=== Passage shown ===

Zolgensma (onasemnogene abeparvovec) was approved by the US Food and Drug Administration (FDA) on Friday for the treatment of spinal muscular atrophy (SMA) for paediatric patients less than two years of age, with bi-allelic mutations in the survival motor neuron 1 (SMN1) gene.

The price tag sees the treatment become the most expensive treatment on the market, though the company has broken the cost down to annualised payments of $425,000 (€379,580) for five years.

The Swiss company had already prefaced the discussion regarding the pricing of gene therapy treatments when it acquired the ex-US rights to Luxturna (voretigene neparvovec), the first such treatment approved for genetic disease, which bears a price tag of close to $1m per patient.

At the time, a spokesperson for Novartis told us that bringing this therapy to market would require a ‘rethink’ of how healthcare systems manage costs.

The cost

With Zolgensma doubling the cost Luxturna, the same discussions will arise again.

However, The Institute for Clinical and Economic Review (ICER), an organisation that calculates the value of prescription drugs, released a statement that the price tag settled on by Novartis was within its value-based price benchmark and represented a ‘positive outcome.’

Steven Pearson, president of ICER, said, “Insurers were going to cover Zolgensma no matter the price, and Novartis has spoken publicly about considering prices that approached $5m.

“It is a positive outcome for patients and the entire health system that Novartis instead chose to price Zolgensma at a level that more fairly aligns with the benefits for these children and their families.”

In its own calculations, ICER had projected a value-based price for the product of between $1.2m and $2.1m.

The value

How is Novartis able to justify its treatment becoming the most expensive on the market?

The incidence of SMA is approximately one in 10,000 live births and it is the leading cause of infant mortality. If left untreated, the most severe form of SMA, Type 1, sees 90% of patients either needing permanent ventilation or results in death.

At present, there is only one rival treatment approved, which is Biogen’s Spinraza (nusinersen), but this requires a lumbar puncture every four months, leading to research being carried out to discover a more patient-friendly delivery method.

Novartis pointed to the cost of the rival treatment reaching an estimated cost of $4m over the course of 10 years of chronic treatment.

=== Given data ===

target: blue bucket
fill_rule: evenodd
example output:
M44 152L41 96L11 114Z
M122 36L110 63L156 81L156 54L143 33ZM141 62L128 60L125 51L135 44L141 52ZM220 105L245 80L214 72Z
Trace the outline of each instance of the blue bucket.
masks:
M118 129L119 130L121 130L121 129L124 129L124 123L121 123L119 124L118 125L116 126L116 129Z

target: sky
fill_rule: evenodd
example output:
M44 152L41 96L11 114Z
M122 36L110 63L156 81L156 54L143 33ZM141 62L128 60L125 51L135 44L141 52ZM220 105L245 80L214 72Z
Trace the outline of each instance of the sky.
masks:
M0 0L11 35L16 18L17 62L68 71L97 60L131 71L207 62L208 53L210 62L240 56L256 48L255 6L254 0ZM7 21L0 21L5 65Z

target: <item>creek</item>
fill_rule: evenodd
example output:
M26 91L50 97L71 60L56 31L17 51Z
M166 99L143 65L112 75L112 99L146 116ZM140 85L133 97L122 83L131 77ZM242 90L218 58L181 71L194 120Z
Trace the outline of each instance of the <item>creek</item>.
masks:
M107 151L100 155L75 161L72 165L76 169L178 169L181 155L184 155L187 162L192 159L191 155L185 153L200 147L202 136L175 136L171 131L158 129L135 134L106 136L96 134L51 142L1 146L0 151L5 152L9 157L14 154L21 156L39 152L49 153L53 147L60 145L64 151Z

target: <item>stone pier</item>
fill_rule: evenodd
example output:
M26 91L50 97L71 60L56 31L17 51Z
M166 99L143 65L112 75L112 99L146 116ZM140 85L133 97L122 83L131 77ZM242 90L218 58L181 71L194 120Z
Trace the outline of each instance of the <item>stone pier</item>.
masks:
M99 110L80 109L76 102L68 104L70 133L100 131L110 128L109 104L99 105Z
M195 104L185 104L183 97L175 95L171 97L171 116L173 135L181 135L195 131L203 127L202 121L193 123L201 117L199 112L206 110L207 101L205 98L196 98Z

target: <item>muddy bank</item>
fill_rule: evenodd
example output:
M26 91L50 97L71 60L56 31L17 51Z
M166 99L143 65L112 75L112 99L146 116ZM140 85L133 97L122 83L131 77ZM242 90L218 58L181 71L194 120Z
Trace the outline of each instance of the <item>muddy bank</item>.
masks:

===

### Requirement
In the article on Zolgensma's approval and price, retype the portion starting with "Zolgensma (onasemnogene abeparvovec)" and going on through "1 (SMN1) gene.".

### Solved exercise
Zolgensma (onasemnogene abeparvovec) was approved by the US Food and Drug Administration (FDA) on Friday for the treatment of spinal muscular atrophy (SMA) for paediatric patients less than two years of age, with bi-allelic mutations in the survival motor neuron 1 (SMN1) gene.